RECORDS SUPPLIED Block Start

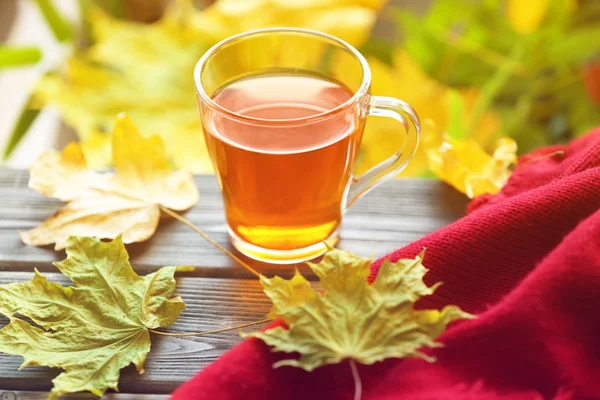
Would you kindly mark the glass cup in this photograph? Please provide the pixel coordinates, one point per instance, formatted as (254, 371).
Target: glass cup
(283, 112)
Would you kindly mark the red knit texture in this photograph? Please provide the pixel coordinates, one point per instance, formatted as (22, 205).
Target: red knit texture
(526, 260)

RECORDS SUPPLIED Block End

WHAT THE TASK REQUIRES:
Repeat the listing above word for word and leave its images out.

PROBLEM SOLUTION:
Would you kindly mark the glass cup in this photograph? Please provide the pixel coordinates, one point per instance, formatted as (254, 371).
Target: glass cup
(283, 112)
Would you kindly mark the red knit texture in this photograph? Please provide the pixel coordinates, one point per instance, formatted as (22, 205).
Target: red knit texture
(526, 260)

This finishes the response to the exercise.